▶ **What you should do**:
Retype all of the following data line for line, changing nothing.

▶ **Data listing**:
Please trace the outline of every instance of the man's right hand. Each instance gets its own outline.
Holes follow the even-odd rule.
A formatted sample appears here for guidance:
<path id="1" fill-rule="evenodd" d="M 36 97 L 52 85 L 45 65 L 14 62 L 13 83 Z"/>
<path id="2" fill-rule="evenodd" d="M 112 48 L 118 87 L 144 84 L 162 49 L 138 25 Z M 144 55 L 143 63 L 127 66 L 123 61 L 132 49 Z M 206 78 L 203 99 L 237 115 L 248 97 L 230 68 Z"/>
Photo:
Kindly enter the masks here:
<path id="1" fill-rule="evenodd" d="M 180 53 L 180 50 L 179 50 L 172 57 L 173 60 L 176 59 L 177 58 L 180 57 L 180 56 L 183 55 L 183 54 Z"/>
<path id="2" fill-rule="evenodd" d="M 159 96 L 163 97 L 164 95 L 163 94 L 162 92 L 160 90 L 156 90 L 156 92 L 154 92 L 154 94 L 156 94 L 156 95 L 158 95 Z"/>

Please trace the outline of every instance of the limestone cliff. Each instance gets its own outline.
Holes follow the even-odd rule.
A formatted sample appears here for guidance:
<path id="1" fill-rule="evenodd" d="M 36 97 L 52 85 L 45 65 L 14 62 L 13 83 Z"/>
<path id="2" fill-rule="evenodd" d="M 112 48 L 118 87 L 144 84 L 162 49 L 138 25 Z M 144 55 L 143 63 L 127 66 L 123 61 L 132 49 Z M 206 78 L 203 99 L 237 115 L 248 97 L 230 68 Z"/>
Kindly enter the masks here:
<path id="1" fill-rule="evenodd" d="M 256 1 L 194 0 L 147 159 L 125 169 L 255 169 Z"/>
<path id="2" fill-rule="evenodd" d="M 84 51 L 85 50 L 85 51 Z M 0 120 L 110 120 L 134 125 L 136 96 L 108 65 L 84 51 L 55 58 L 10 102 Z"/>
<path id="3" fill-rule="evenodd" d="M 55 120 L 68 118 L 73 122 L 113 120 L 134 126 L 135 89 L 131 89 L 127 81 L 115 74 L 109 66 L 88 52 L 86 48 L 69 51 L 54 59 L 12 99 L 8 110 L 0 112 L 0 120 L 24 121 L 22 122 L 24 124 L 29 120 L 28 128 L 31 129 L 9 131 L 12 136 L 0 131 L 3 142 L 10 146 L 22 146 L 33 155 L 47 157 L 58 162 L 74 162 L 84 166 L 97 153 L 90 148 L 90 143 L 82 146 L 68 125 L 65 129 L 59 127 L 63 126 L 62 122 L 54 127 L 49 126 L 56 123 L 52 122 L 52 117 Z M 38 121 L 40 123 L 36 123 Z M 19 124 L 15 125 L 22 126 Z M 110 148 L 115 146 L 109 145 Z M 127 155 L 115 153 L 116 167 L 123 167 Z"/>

▶ **Result below**:
Please trace the outline of every instance of the man's right hand. Each instance gets its own outline.
Holes follow the even-odd rule.
A formatted sample appears here for guidance:
<path id="1" fill-rule="evenodd" d="M 36 97 L 52 85 L 45 65 L 14 62 L 13 83 Z"/>
<path id="2" fill-rule="evenodd" d="M 112 48 L 118 87 L 144 84 L 162 49 L 138 25 Z M 144 55 L 143 63 L 127 66 L 123 61 L 132 49 Z M 206 78 L 203 99 L 237 115 L 248 97 L 230 68 Z"/>
Photo:
Kindly enter the masks here:
<path id="1" fill-rule="evenodd" d="M 180 53 L 180 50 L 179 50 L 172 57 L 173 60 L 176 59 L 177 58 L 180 57 L 180 56 L 183 55 L 183 54 Z"/>
<path id="2" fill-rule="evenodd" d="M 159 96 L 163 97 L 164 95 L 163 94 L 162 92 L 160 90 L 156 90 L 156 92 L 154 92 L 154 94 L 156 94 L 156 95 L 158 95 Z"/>

Please trace the outline of every instance of the limestone cliff. Each instance gets its own outline.
Holes follow the even-odd rule.
A formatted sample appears here for guidance:
<path id="1" fill-rule="evenodd" d="M 36 97 L 52 85 L 45 65 L 14 62 L 13 83 Z"/>
<path id="2" fill-rule="evenodd" d="M 112 48 L 118 87 L 144 84 L 162 49 L 138 25 Z M 144 55 L 143 63 L 127 66 L 123 61 L 132 49 Z M 206 78 L 203 99 L 237 115 L 248 97 L 230 68 Z"/>
Kindly enter the masks here:
<path id="1" fill-rule="evenodd" d="M 256 1 L 194 0 L 147 159 L 125 169 L 255 169 Z"/>
<path id="2" fill-rule="evenodd" d="M 84 51 L 85 50 L 85 51 Z M 0 120 L 110 120 L 134 125 L 136 96 L 108 65 L 84 51 L 55 58 L 10 102 Z"/>
<path id="3" fill-rule="evenodd" d="M 55 120 L 68 118 L 73 122 L 113 120 L 134 126 L 135 89 L 131 89 L 127 81 L 115 74 L 109 66 L 88 52 L 86 48 L 69 51 L 54 59 L 12 99 L 8 110 L 0 112 L 0 120 L 24 121 L 22 122 L 24 124 L 29 120 L 28 128 L 31 129 L 9 131 L 12 136 L 0 131 L 3 142 L 10 146 L 22 146 L 33 155 L 47 157 L 58 162 L 74 162 L 84 166 L 97 153 L 90 148 L 90 143 L 82 146 L 68 125 L 65 129 L 59 127 L 63 126 L 62 122 L 54 127 L 49 126 L 56 123 L 52 122 L 52 117 Z M 38 121 L 40 123 L 36 123 Z M 19 124 L 15 125 L 22 126 Z M 110 148 L 115 146 L 109 145 Z M 127 155 L 115 153 L 116 167 L 123 167 Z"/>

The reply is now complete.